BEGIN SOURCE

And that is by encountering a strong tailwind. The only sign would be a drop in indicated air speed and the need to pitch up to maintain altitude, and possibly without much need to change the throttle setting.

This might happen near the top of the “hump” over a lenticular cloud, without any reciprocal phenomena later.

Or rather, the reciprocal action by the pilot would be to just to ease the nose down again as the airspeed picked up due to the decreasing tailwind as the aircraft leaves the “hump” behind (with no change in altitude).

There might be up/down draughts as well - I am just trying to discuss the pitch up.

What do you think?

Cheers, http://home.infionline.net/~pickyperkins/pi.gif

Notso Fantastic,

Your comment,

"Can you explain how an aeroplane would have a nose up attitude in an updraft and not rocket upwards?"

The resultant AOA from the forward momentum of the aircraft and the vertical component of the strong updraft, increased the lift and moved the center of lift forward on the swept wing, mechanically pulling the nose up. (Overpowering the tail plane force.) The resultant pitch-up attitude depends on the strength of the vertical updraft and the length of the moment arm, from the c.g. to the tail plane.

The aircraft continued on its projected flight path, in this attitude. Due to this smooth transition in attitude there was little loss of kinetic energy and therefore no imminent stall threat. There was no requirement for any fast reactive action to immediately shove the nose over to return to a normal flight attitude.

wsherif1,

Without meaning to sound rude - why are you ignoring mine, and others input?

Andy

The African Dude,

Your comment,

"Aircraft continues at same speed with a higher wing angle of attack - how could they not be generating more lift in this configuration?

Strong Vertical relative wind in updraft.

END SOURCE
BEGIN SUPPLIED DATA

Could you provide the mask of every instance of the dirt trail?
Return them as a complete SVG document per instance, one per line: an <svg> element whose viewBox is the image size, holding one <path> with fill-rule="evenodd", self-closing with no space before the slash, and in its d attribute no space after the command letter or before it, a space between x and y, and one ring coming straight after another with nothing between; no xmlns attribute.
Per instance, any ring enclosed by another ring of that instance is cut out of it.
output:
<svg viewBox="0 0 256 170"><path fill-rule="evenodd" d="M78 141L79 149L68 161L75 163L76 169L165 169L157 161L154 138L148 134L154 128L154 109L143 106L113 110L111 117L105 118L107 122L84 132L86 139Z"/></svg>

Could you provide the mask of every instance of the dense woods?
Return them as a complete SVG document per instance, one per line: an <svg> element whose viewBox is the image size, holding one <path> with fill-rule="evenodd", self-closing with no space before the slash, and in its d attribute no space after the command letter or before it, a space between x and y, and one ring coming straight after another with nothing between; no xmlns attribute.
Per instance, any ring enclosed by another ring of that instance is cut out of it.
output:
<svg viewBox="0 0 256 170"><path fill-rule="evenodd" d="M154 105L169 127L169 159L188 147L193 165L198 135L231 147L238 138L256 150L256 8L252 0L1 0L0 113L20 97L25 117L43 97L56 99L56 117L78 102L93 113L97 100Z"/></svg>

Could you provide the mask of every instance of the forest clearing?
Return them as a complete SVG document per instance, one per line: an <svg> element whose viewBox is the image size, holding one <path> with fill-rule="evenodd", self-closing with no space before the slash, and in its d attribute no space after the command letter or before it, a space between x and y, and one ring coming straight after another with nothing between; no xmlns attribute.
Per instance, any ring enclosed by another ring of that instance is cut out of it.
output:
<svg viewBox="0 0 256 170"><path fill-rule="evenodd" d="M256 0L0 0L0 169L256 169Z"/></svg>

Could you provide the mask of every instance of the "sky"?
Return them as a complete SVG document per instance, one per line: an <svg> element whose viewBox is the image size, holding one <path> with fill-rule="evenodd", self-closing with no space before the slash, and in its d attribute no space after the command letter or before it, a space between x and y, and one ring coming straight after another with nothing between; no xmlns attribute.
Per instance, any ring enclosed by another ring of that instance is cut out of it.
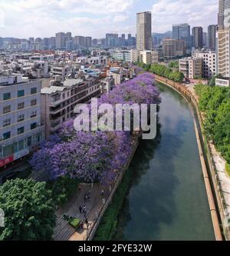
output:
<svg viewBox="0 0 230 256"><path fill-rule="evenodd" d="M152 12L153 32L184 22L207 31L217 24L218 0L0 0L0 37L135 35L136 13L145 11Z"/></svg>

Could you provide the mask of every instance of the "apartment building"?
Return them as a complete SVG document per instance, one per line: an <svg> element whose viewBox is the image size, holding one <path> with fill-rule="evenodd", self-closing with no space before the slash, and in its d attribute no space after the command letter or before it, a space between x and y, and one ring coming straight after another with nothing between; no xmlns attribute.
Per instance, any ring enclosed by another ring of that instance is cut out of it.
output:
<svg viewBox="0 0 230 256"><path fill-rule="evenodd" d="M186 43L183 40L166 38L163 40L163 51L166 59L183 56L186 54Z"/></svg>
<svg viewBox="0 0 230 256"><path fill-rule="evenodd" d="M151 50L152 14L150 12L136 14L136 49L138 51Z"/></svg>
<svg viewBox="0 0 230 256"><path fill-rule="evenodd" d="M67 75L69 71L69 66L65 65L56 65L51 66L51 75L53 76L59 75L62 81L65 80L65 77Z"/></svg>
<svg viewBox="0 0 230 256"><path fill-rule="evenodd" d="M31 152L44 139L41 86L22 75L0 75L0 168Z"/></svg>
<svg viewBox="0 0 230 256"><path fill-rule="evenodd" d="M114 50L112 57L116 61L131 62L131 52L130 50Z"/></svg>
<svg viewBox="0 0 230 256"><path fill-rule="evenodd" d="M186 78L195 79L202 76L202 58L184 58L179 60L179 71L183 73Z"/></svg>
<svg viewBox="0 0 230 256"><path fill-rule="evenodd" d="M230 85L230 28L223 28L217 32L218 37L218 74L220 74L228 83L226 86ZM218 79L217 79L218 80ZM221 84L222 81L217 84Z"/></svg>
<svg viewBox="0 0 230 256"><path fill-rule="evenodd" d="M136 49L132 49L130 50L130 58L131 58L131 60L130 62L137 62L139 61L139 52Z"/></svg>
<svg viewBox="0 0 230 256"><path fill-rule="evenodd" d="M202 63L202 77L211 78L217 74L217 59L215 52L212 51L194 51L192 57L201 58Z"/></svg>
<svg viewBox="0 0 230 256"><path fill-rule="evenodd" d="M57 85L41 89L41 121L45 124L47 138L74 116L77 104L100 95L100 84L97 78L67 79Z"/></svg>
<svg viewBox="0 0 230 256"><path fill-rule="evenodd" d="M193 47L201 49L203 47L203 28L202 27L194 27L192 29L193 37Z"/></svg>
<svg viewBox="0 0 230 256"><path fill-rule="evenodd" d="M140 62L144 64L153 64L159 62L157 51L141 51L140 52Z"/></svg>

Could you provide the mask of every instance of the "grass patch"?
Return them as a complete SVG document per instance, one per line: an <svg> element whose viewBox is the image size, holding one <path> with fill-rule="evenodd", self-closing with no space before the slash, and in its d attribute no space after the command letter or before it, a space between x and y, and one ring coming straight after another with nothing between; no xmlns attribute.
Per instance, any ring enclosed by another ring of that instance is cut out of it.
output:
<svg viewBox="0 0 230 256"><path fill-rule="evenodd" d="M226 163L226 171L228 175L230 177L230 164Z"/></svg>
<svg viewBox="0 0 230 256"><path fill-rule="evenodd" d="M128 169L114 194L111 204L109 205L102 218L94 236L94 241L112 240L117 230L118 214L130 188L131 177L132 171L130 169Z"/></svg>
<svg viewBox="0 0 230 256"><path fill-rule="evenodd" d="M58 178L48 183L48 188L52 191L52 199L56 205L61 206L77 192L80 181L68 176Z"/></svg>
<svg viewBox="0 0 230 256"><path fill-rule="evenodd" d="M71 219L71 221L69 221L69 224L70 224L70 225L71 225L73 228L74 228L77 230L80 227L80 220L79 220L79 218L74 218Z"/></svg>

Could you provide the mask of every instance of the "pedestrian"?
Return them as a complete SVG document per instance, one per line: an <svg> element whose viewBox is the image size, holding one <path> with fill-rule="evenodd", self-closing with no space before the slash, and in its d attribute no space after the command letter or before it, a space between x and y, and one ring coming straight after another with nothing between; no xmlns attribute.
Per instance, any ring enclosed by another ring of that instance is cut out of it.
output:
<svg viewBox="0 0 230 256"><path fill-rule="evenodd" d="M84 222L83 221L80 222L80 229L84 229Z"/></svg>
<svg viewBox="0 0 230 256"><path fill-rule="evenodd" d="M104 189L100 192L100 196L101 196L101 198L103 198L104 197Z"/></svg>
<svg viewBox="0 0 230 256"><path fill-rule="evenodd" d="M89 223L88 218L86 217L85 218L85 224L87 224Z"/></svg>

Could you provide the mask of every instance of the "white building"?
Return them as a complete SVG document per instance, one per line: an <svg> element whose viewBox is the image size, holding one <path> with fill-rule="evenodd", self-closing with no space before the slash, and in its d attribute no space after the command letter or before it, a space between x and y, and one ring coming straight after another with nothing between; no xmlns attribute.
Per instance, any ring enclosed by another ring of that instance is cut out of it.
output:
<svg viewBox="0 0 230 256"><path fill-rule="evenodd" d="M153 64L159 62L157 51L140 51L140 61L144 64Z"/></svg>
<svg viewBox="0 0 230 256"><path fill-rule="evenodd" d="M0 168L32 151L44 138L41 81L0 75Z"/></svg>
<svg viewBox="0 0 230 256"><path fill-rule="evenodd" d="M201 58L203 60L202 77L211 78L217 74L217 60L215 52L211 51L194 51L192 57Z"/></svg>
<svg viewBox="0 0 230 256"><path fill-rule="evenodd" d="M229 86L230 79L230 28L219 29L217 32L218 45L218 74L221 75ZM216 81L216 85L222 83L222 80Z"/></svg>
<svg viewBox="0 0 230 256"><path fill-rule="evenodd" d="M114 50L112 57L116 61L131 62L131 51L130 50Z"/></svg>
<svg viewBox="0 0 230 256"><path fill-rule="evenodd" d="M202 58L184 58L179 62L179 71L183 73L186 78L195 79L202 76Z"/></svg>
<svg viewBox="0 0 230 256"><path fill-rule="evenodd" d="M100 95L100 85L95 78L67 79L58 85L41 89L41 121L47 137L74 116L77 104Z"/></svg>
<svg viewBox="0 0 230 256"><path fill-rule="evenodd" d="M151 50L152 14L150 12L136 14L136 49L138 51Z"/></svg>
<svg viewBox="0 0 230 256"><path fill-rule="evenodd" d="M135 49L132 49L130 50L130 58L131 58L131 60L130 62L139 62L139 52L137 50L135 50Z"/></svg>

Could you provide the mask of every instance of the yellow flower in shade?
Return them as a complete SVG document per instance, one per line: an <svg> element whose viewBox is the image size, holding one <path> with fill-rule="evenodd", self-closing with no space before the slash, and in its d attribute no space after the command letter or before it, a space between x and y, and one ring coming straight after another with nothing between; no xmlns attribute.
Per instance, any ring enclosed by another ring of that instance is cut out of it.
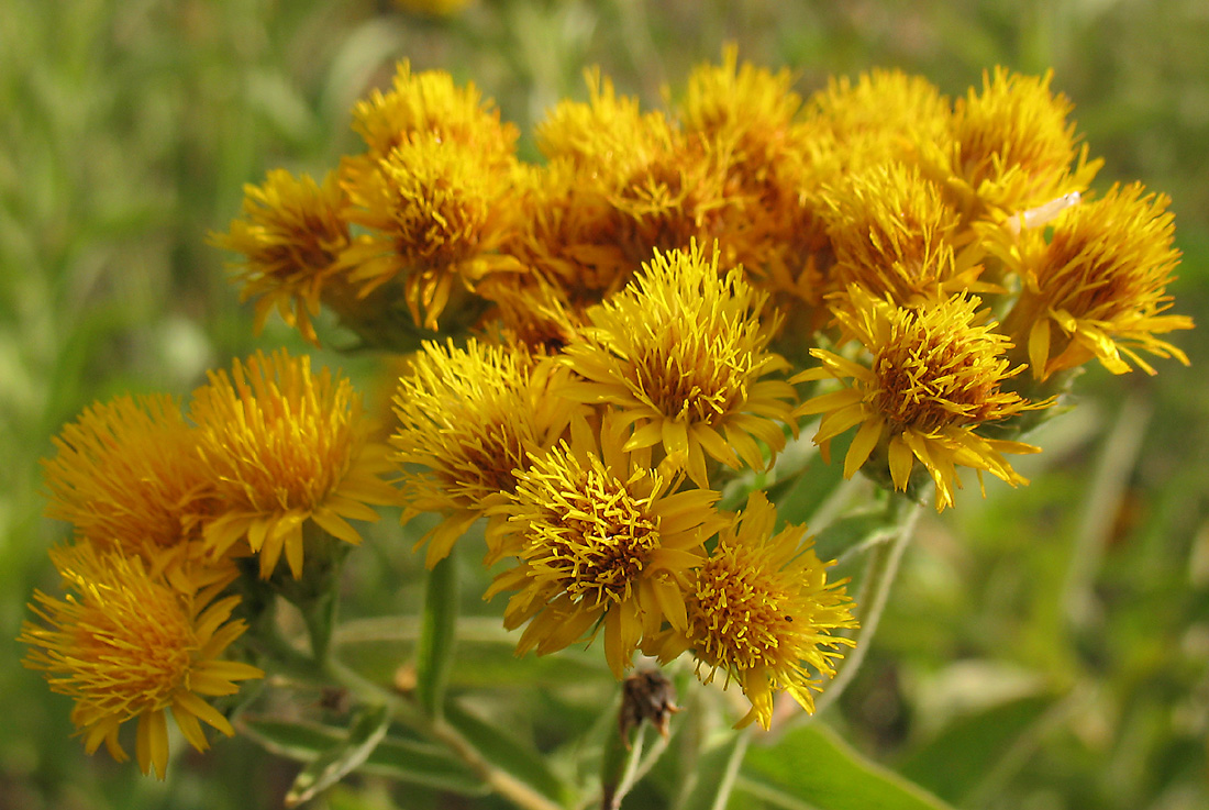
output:
<svg viewBox="0 0 1209 810"><path fill-rule="evenodd" d="M810 191L814 139L797 121L802 97L792 85L788 70L739 64L737 50L727 47L721 65L692 73L678 105L687 143L704 139L724 170L724 204L704 220L710 235L724 260L742 264L791 317L802 302L818 303L815 254L826 247Z"/></svg>
<svg viewBox="0 0 1209 810"><path fill-rule="evenodd" d="M526 167L519 175L516 216L503 250L530 268L497 276L496 284L545 284L574 311L621 289L637 262L620 247L620 216L597 179L571 160ZM493 284L493 287L496 285ZM484 295L497 300L494 290Z"/></svg>
<svg viewBox="0 0 1209 810"><path fill-rule="evenodd" d="M262 185L245 185L243 193L243 218L233 220L226 233L210 235L210 241L243 254L232 267L235 279L243 284L241 300L256 299L258 334L277 309L318 346L311 318L319 313L324 288L348 294L339 259L352 237L341 213L346 201L336 175L329 174L319 185L307 175L295 178L274 169Z"/></svg>
<svg viewBox="0 0 1209 810"><path fill-rule="evenodd" d="M679 475L650 468L649 449L623 449L627 427L606 415L596 435L573 422L572 441L534 456L509 503L502 550L520 565L499 574L486 598L517 591L509 630L528 626L517 654L539 655L604 627L604 656L619 679L643 637L666 621L683 630L689 571L717 531L711 490L675 492Z"/></svg>
<svg viewBox="0 0 1209 810"><path fill-rule="evenodd" d="M851 309L834 311L848 335L858 340L872 360L862 365L825 349L811 349L821 365L793 377L851 380L840 390L798 406L796 415L823 413L815 444L860 426L844 459L851 478L870 456L889 464L895 488L906 490L915 461L936 484L936 508L953 505L961 488L955 467L989 471L1012 486L1028 484L1002 453L1034 453L1039 447L988 439L977 430L1053 400L1029 403L1001 388L1024 366L1010 368L1003 357L1011 342L982 323L977 297L955 295L920 307L898 307L860 288L849 288ZM881 476L878 469L870 475Z"/></svg>
<svg viewBox="0 0 1209 810"><path fill-rule="evenodd" d="M207 698L231 695L236 681L264 677L255 666L220 656L245 630L230 620L238 596L215 600L235 578L185 592L149 573L139 557L97 551L91 544L51 551L74 591L65 600L35 591L30 609L45 625L27 621L18 641L30 647L24 664L41 670L51 690L75 700L71 722L85 751L102 742L123 762L123 723L138 718L135 753L143 773L164 777L172 710L185 739L198 751L209 744L206 723L235 730Z"/></svg>
<svg viewBox="0 0 1209 810"><path fill-rule="evenodd" d="M1019 235L994 228L993 250L1024 279L1003 329L1028 346L1035 377L1092 358L1124 374L1129 365L1122 354L1155 374L1138 351L1187 365L1184 352L1155 336L1192 328L1186 316L1162 314L1172 306L1167 284L1180 261L1169 202L1164 195L1144 196L1135 183L1069 208L1048 241L1042 228Z"/></svg>
<svg viewBox="0 0 1209 810"><path fill-rule="evenodd" d="M806 100L800 138L834 179L887 161L909 161L921 144L948 141L949 102L921 76L874 70L841 76Z"/></svg>
<svg viewBox="0 0 1209 810"><path fill-rule="evenodd" d="M775 453L779 422L792 422L793 387L762 380L788 364L765 351L775 324L760 323L765 295L735 268L718 276L717 253L655 254L625 290L589 309L584 339L563 349L582 382L563 394L617 405L635 424L627 450L661 444L707 486L706 455L763 469L756 439ZM775 319L774 319L775 320Z"/></svg>
<svg viewBox="0 0 1209 810"><path fill-rule="evenodd" d="M688 589L688 629L667 633L658 644L664 661L692 649L698 676L713 681L721 669L734 679L752 708L739 727L773 719L775 693L787 692L808 712L815 711L820 676L835 673L849 638L833 636L855 627L844 583L827 582L827 565L804 526L774 533L776 510L762 492L718 536L710 559ZM702 677L702 667L708 671Z"/></svg>
<svg viewBox="0 0 1209 810"><path fill-rule="evenodd" d="M737 163L752 161L767 170L802 108L792 86L788 70L740 65L739 48L728 46L721 65L702 64L689 74L679 120L687 132L734 144Z"/></svg>
<svg viewBox="0 0 1209 810"><path fill-rule="evenodd" d="M430 4L432 5L432 4ZM412 73L405 59L397 66L389 91L375 89L353 108L353 129L369 147L363 167L387 157L412 134L470 146L496 160L509 161L519 132L501 123L499 110L474 87L458 87L444 70Z"/></svg>
<svg viewBox="0 0 1209 810"><path fill-rule="evenodd" d="M736 207L727 187L730 145L687 135L663 112L641 112L598 71L588 80L589 103L559 104L539 125L538 145L604 196L615 212L613 242L631 267L655 248L721 238Z"/></svg>
<svg viewBox="0 0 1209 810"><path fill-rule="evenodd" d="M375 170L355 175L348 216L368 232L343 264L361 295L401 277L416 325L435 330L451 296L473 291L492 272L520 271L497 251L511 221L511 179L478 147L432 133L407 137Z"/></svg>
<svg viewBox="0 0 1209 810"><path fill-rule="evenodd" d="M201 538L215 492L197 464L197 432L173 397L117 397L85 409L44 459L48 517L76 537L127 555L184 548Z"/></svg>
<svg viewBox="0 0 1209 810"><path fill-rule="evenodd" d="M403 520L444 516L420 540L428 543L428 567L516 488L530 453L544 453L562 435L573 405L550 388L548 364L475 340L465 349L426 342L400 377L391 444L404 468Z"/></svg>
<svg viewBox="0 0 1209 810"><path fill-rule="evenodd" d="M672 123L663 112L642 112L636 98L619 97L598 69L585 79L588 102L559 102L537 126L538 149L584 169L585 180L624 178L665 147Z"/></svg>
<svg viewBox="0 0 1209 810"><path fill-rule="evenodd" d="M469 2L470 0L394 0L394 5L404 11L429 17L452 17Z"/></svg>
<svg viewBox="0 0 1209 810"><path fill-rule="evenodd" d="M236 360L231 375L209 372L193 392L190 416L201 433L199 457L222 498L206 525L213 554L247 540L268 578L282 554L302 575L303 528L314 523L358 544L346 519L376 521L370 504L398 502L381 479L388 449L370 441L374 429L360 397L345 377L311 372L311 358L284 349Z"/></svg>
<svg viewBox="0 0 1209 810"><path fill-rule="evenodd" d="M974 250L959 250L961 215L941 190L903 163L845 178L822 195L840 289L858 284L895 303L954 293L1002 291L978 282ZM968 239L967 239L968 241Z"/></svg>
<svg viewBox="0 0 1209 810"><path fill-rule="evenodd" d="M1082 191L1101 161L1076 149L1070 100L1049 89L1052 73L1020 76L1003 68L983 75L982 93L970 89L954 105L948 183L970 218L991 208L1031 208ZM1072 166L1074 164L1074 166Z"/></svg>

END SUPPLIED DATA

JOB 1: Name every forum user that a reply in the aircraft pitch-up thread is addressed to.
JOB 2:
Answer these from the aircraft pitch-up thread:
(a) Besides a possible lack of need to change the throttle setting, what are the signs of encountering a strong tailwind?
(b) Over what kind of cloud might this happen near the top of the "hump"?
(c) What two things does the resultant pitch-up attitude depend on?
The lines have no connection to the forum thread on aircraft pitch-up.

CORRECT ANSWER 1:
Notso Fantastic
wsherif1
The African Dude

CORRECT ANSWER 2:
(a) A drop in indicated air speed and the need to pitch up to maintain altitude.
(b) A lenticular cloud.
(c) The strength of the vertical updraft and the length of the moment arm from the c.g. to the tail plane.